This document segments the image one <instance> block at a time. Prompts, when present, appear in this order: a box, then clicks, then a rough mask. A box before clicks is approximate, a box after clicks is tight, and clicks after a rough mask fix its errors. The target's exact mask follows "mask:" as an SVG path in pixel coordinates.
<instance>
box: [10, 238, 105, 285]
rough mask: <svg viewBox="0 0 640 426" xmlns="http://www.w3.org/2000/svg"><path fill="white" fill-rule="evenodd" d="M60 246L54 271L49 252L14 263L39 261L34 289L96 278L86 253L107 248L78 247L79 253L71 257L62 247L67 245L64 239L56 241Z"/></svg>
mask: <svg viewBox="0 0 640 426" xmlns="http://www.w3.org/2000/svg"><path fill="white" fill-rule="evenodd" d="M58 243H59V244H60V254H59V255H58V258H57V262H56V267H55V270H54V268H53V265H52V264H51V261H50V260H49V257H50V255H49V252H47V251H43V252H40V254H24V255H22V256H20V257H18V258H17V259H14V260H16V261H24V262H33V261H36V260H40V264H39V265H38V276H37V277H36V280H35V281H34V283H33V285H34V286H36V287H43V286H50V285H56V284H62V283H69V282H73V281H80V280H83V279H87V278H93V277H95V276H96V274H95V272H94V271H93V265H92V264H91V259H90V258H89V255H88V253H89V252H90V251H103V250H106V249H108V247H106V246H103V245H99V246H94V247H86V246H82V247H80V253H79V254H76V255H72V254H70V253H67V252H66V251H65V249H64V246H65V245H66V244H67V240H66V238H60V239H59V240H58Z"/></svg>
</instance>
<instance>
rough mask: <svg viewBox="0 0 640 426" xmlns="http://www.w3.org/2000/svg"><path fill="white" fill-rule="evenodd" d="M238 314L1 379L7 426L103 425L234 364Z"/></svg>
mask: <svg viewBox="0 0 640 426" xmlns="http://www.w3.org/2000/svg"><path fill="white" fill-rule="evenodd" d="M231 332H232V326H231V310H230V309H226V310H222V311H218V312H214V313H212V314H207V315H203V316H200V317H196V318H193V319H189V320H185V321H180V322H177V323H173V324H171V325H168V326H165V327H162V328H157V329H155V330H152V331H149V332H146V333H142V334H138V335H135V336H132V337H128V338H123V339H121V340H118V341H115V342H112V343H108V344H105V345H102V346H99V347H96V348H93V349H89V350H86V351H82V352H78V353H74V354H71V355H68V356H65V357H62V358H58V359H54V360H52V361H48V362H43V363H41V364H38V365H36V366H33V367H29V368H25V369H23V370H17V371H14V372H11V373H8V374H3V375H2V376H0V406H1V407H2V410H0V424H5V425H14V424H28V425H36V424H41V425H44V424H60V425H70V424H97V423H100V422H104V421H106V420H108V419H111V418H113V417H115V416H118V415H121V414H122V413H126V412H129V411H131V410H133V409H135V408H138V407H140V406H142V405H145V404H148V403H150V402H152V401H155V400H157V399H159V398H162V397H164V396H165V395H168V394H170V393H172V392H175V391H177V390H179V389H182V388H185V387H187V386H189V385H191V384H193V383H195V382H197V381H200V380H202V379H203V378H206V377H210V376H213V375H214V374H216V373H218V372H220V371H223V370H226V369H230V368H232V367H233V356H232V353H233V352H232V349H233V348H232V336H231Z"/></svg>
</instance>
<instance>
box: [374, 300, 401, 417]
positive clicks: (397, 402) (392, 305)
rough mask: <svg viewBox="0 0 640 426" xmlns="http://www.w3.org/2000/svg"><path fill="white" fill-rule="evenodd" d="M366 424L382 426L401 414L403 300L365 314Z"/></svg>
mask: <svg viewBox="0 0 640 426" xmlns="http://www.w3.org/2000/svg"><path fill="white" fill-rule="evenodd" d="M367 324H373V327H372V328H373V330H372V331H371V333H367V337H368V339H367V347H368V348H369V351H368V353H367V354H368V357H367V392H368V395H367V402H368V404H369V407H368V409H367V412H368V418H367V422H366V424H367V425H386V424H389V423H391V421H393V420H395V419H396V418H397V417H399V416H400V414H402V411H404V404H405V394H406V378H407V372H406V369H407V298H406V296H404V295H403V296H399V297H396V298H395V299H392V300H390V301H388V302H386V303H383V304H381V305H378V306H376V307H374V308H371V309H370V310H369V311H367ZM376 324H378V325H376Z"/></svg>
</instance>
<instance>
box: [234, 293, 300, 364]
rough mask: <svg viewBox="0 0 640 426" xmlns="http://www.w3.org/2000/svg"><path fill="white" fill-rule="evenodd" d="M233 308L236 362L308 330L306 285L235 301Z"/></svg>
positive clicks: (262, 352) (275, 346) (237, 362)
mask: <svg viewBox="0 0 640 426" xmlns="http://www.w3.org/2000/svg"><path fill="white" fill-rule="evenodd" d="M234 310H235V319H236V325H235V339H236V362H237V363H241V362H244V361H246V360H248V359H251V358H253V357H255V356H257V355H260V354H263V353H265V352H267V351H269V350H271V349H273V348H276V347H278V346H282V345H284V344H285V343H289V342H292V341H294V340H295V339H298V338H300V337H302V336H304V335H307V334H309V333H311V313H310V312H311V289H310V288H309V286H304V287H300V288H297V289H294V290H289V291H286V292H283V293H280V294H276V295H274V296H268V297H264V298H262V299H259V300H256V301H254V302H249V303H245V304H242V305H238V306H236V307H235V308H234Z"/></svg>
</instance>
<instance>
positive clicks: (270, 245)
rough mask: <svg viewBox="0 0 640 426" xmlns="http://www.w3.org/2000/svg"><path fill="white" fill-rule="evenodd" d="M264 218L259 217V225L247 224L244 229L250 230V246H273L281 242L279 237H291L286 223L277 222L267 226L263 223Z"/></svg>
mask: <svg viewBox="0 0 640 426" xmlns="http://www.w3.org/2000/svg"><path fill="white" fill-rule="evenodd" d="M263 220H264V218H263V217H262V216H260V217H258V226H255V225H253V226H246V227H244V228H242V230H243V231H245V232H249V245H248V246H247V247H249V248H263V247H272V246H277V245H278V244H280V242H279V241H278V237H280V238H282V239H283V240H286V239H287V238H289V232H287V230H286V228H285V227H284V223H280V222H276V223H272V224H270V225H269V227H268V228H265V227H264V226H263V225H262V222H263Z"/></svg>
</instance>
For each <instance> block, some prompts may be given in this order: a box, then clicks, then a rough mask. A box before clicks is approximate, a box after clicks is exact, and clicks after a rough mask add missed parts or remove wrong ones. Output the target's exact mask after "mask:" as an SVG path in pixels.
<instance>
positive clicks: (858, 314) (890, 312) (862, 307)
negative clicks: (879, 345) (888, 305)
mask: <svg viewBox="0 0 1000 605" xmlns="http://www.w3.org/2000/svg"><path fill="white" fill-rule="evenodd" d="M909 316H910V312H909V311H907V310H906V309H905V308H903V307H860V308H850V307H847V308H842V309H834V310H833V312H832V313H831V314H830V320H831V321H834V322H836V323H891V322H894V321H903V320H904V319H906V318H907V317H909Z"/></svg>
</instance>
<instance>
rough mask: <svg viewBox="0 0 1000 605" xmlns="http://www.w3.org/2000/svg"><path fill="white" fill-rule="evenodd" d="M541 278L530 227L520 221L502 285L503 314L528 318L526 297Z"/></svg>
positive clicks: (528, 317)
==========
**WHAT IS REQUIRED:**
Set down exactly the lines beginning at the one that holds "negative clicks: (879, 345) (888, 305)" and ending with the last line of the data.

**FINISHED TASK:**
negative clicks: (879, 345) (888, 305)
mask: <svg viewBox="0 0 1000 605" xmlns="http://www.w3.org/2000/svg"><path fill="white" fill-rule="evenodd" d="M909 316H910V312H909V311H907V310H906V309H905V308H903V307H860V308H850V307H847V308H842V309H834V310H833V312H832V313H831V314H830V320H831V321H834V322H836V323H891V322H894V321H903V320H904V319H906V318H907V317H909Z"/></svg>
</instance>
<instance>
rough mask: <svg viewBox="0 0 1000 605" xmlns="http://www.w3.org/2000/svg"><path fill="white" fill-rule="evenodd" d="M541 278L530 227L520 221L502 285L503 314L528 318L526 297Z"/></svg>
positive clicks: (528, 317)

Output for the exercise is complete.